#### LISTED ENTRIES:
★ ★ ★ ★
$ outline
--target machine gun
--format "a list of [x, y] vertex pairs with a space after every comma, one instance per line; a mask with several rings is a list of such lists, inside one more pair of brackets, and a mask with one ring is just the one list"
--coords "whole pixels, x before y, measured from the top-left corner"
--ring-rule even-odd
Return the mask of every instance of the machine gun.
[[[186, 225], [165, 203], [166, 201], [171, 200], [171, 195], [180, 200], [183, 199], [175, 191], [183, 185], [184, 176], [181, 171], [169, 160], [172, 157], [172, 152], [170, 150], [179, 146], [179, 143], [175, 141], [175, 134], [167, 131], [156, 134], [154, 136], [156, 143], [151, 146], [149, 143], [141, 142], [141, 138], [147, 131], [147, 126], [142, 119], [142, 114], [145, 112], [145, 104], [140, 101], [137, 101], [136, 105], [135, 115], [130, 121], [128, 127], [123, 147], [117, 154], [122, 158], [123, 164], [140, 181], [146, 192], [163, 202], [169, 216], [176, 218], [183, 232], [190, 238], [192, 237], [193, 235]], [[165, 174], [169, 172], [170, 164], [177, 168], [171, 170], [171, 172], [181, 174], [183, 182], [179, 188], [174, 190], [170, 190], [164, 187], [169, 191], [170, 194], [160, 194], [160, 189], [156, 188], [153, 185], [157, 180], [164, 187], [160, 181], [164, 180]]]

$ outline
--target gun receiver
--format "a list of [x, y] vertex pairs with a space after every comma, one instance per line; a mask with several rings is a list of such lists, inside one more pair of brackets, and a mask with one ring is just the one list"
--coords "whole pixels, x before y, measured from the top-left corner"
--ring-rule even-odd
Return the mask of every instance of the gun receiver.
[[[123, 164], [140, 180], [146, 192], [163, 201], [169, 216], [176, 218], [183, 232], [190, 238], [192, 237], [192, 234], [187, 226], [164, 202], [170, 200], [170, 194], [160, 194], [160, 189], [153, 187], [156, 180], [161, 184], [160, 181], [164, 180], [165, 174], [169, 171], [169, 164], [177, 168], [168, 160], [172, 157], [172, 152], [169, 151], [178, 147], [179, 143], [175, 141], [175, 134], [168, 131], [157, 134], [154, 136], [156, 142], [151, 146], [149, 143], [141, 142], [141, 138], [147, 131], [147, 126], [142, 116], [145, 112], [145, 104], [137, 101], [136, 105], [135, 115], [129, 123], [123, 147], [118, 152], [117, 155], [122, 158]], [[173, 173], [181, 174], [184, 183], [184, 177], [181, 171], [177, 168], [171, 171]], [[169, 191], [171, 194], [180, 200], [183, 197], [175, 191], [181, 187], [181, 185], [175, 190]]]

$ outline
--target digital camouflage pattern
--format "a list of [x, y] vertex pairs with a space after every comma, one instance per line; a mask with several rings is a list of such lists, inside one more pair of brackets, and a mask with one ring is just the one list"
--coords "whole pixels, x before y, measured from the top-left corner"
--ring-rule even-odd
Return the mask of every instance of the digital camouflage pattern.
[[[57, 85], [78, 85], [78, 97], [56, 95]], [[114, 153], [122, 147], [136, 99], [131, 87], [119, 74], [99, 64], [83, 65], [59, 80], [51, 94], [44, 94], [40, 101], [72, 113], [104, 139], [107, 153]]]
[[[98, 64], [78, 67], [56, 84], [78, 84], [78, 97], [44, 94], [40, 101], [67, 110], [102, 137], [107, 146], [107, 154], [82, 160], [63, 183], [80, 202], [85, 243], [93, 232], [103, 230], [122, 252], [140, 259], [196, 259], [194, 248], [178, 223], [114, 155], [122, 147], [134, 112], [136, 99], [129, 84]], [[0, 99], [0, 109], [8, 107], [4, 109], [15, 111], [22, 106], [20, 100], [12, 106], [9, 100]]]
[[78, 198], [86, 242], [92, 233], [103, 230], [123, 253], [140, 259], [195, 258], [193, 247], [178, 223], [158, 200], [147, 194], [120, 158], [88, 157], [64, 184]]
★ ★ ★ ★
#### GIVEN REQUEST:
Retype the data exactly as given.

#### REPLY TO THE EXERCISE:
$ outline
--target machine gun
--format "a list of [x, y] vertex pairs with a space after every comma, one instance per line; a mask with several rings is a list of such lists, inside one more pair of brackets, and a mask with one ring is just the one list"
--coords "whole pixels, x before y, measured from the top-left corner"
--ring-rule even-odd
Return the mask of every instance of the machine gun.
[[[186, 225], [165, 203], [166, 201], [171, 200], [171, 195], [180, 200], [183, 199], [175, 191], [183, 185], [184, 176], [181, 171], [169, 160], [172, 157], [172, 152], [170, 150], [179, 146], [179, 143], [175, 141], [175, 134], [167, 131], [156, 134], [154, 136], [156, 143], [151, 146], [149, 143], [141, 142], [141, 138], [147, 131], [147, 126], [142, 119], [142, 114], [145, 112], [145, 104], [140, 101], [137, 101], [136, 105], [135, 115], [130, 121], [128, 127], [123, 147], [117, 154], [122, 158], [123, 164], [140, 181], [146, 192], [163, 202], [169, 216], [176, 218], [183, 232], [190, 238], [192, 237], [193, 235]], [[165, 174], [169, 172], [170, 164], [177, 168], [171, 170], [171, 172], [181, 174], [183, 182], [179, 188], [174, 190], [170, 190], [164, 187], [169, 191], [170, 194], [160, 194], [160, 189], [156, 188], [153, 185], [157, 180], [164, 187], [160, 181], [164, 180]]]

$ outline
--target gun receiver
--format "a list of [x, y] vertex pairs with a space after every comma, one instance per line; a mask with several rings is a list of such lists, inside one more pair of brackets, and a mask with one ring is just the one list"
--coords "whole pixels, x before y, measured from the top-left corner"
--ring-rule even-odd
Return the mask of every instance of the gun receiver.
[[[123, 164], [140, 180], [146, 192], [163, 201], [169, 216], [176, 218], [183, 232], [190, 238], [192, 237], [192, 234], [187, 226], [164, 202], [170, 200], [170, 194], [160, 194], [160, 189], [153, 187], [156, 180], [161, 184], [160, 181], [164, 180], [165, 174], [169, 171], [169, 164], [177, 168], [168, 160], [172, 157], [172, 152], [169, 151], [178, 147], [179, 143], [175, 141], [175, 134], [168, 131], [157, 134], [154, 136], [156, 142], [151, 146], [149, 143], [141, 142], [141, 138], [147, 131], [147, 126], [142, 116], [145, 112], [145, 104], [137, 101], [136, 105], [135, 115], [129, 123], [123, 147], [118, 152], [117, 155], [122, 158]], [[173, 173], [181, 174], [184, 183], [184, 177], [181, 171], [177, 168], [171, 171]], [[169, 191], [171, 194], [180, 200], [183, 197], [175, 191], [181, 187], [181, 185], [175, 190]]]

$ outline
--target digital camouflage pattern
--format "a list of [x, y] vertex pairs with a space after every comma, one instance per line; a mask with several rings is a list of such lists, inside one more pair of brackets, and a mask with one ring is just the one list"
--coords "whole pixels, x before y, measured from the top-left corner"
--ring-rule even-odd
Return the mask of every instance of the digital camouflage pattern.
[[[57, 85], [78, 85], [78, 97], [56, 95]], [[114, 153], [122, 147], [136, 99], [131, 87], [119, 74], [99, 64], [83, 65], [59, 80], [51, 94], [44, 94], [40, 101], [72, 113], [104, 139], [107, 153]]]
[[[98, 64], [78, 67], [56, 84], [78, 84], [78, 97], [44, 94], [40, 101], [67, 110], [102, 137], [107, 146], [107, 154], [82, 160], [63, 183], [80, 202], [85, 243], [93, 232], [103, 230], [122, 252], [140, 259], [196, 259], [194, 248], [178, 223], [114, 155], [122, 147], [134, 112], [136, 99], [129, 84]], [[0, 99], [0, 109], [8, 107], [4, 109], [15, 111], [22, 106], [20, 100], [12, 106], [9, 100]]]
[[78, 198], [86, 242], [92, 233], [103, 230], [123, 253], [140, 259], [195, 258], [193, 247], [178, 223], [158, 200], [147, 194], [120, 158], [88, 157], [64, 184]]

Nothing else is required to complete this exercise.